### Objective
Pick out every line below that contains the word "windshield" and copy each of those lines in full.

.....

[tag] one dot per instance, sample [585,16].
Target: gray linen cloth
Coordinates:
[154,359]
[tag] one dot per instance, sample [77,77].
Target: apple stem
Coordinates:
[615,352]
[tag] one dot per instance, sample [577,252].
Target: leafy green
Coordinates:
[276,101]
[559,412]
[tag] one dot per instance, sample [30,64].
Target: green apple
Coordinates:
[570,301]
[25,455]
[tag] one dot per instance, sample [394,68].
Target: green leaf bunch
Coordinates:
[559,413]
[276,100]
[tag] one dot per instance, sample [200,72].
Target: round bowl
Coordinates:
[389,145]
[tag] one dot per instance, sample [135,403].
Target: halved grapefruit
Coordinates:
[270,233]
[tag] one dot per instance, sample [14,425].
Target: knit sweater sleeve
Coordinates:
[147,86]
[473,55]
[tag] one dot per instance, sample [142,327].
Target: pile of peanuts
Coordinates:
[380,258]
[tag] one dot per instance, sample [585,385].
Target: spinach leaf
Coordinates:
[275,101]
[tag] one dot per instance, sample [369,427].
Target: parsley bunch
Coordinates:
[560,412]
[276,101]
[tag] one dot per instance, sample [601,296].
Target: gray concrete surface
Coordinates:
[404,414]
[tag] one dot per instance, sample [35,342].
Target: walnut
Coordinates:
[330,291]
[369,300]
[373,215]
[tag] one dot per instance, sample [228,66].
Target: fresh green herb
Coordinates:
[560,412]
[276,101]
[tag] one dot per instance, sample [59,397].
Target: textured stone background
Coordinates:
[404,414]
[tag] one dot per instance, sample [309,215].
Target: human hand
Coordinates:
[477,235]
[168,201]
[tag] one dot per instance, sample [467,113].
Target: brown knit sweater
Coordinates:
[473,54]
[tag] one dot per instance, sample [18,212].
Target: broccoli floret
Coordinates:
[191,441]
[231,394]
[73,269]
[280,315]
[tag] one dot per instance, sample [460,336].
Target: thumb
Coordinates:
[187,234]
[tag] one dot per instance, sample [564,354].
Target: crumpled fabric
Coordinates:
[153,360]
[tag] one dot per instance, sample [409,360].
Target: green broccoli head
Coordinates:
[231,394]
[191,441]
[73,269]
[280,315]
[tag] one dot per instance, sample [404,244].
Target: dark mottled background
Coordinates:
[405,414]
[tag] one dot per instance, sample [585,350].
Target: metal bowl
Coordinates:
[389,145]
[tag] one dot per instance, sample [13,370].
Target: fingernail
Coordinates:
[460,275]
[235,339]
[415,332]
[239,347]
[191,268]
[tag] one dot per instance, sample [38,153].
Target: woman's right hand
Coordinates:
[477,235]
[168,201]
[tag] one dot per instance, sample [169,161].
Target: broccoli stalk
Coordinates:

.....

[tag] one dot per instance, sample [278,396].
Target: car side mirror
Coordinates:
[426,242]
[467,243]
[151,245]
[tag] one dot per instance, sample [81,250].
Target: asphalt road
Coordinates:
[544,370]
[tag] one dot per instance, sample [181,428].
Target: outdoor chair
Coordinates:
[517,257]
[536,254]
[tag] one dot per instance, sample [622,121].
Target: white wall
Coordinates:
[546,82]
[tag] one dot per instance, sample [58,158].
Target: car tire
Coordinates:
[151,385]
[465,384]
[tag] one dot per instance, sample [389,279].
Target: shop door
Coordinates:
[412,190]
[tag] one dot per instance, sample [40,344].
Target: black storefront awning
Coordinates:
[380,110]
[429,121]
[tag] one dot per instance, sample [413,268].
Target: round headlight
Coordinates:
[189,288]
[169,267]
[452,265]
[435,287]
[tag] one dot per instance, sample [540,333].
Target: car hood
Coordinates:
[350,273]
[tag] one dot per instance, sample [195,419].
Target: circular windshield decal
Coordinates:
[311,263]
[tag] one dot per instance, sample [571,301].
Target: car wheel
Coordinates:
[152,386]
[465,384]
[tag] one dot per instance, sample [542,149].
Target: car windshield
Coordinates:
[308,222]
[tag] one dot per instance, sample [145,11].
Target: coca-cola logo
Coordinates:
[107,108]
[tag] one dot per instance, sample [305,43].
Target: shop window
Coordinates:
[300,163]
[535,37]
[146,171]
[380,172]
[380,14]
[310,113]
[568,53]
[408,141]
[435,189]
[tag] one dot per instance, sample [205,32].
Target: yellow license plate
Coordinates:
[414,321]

.....

### Answer to this problem
Target: circular windshield decal
Target: car windshield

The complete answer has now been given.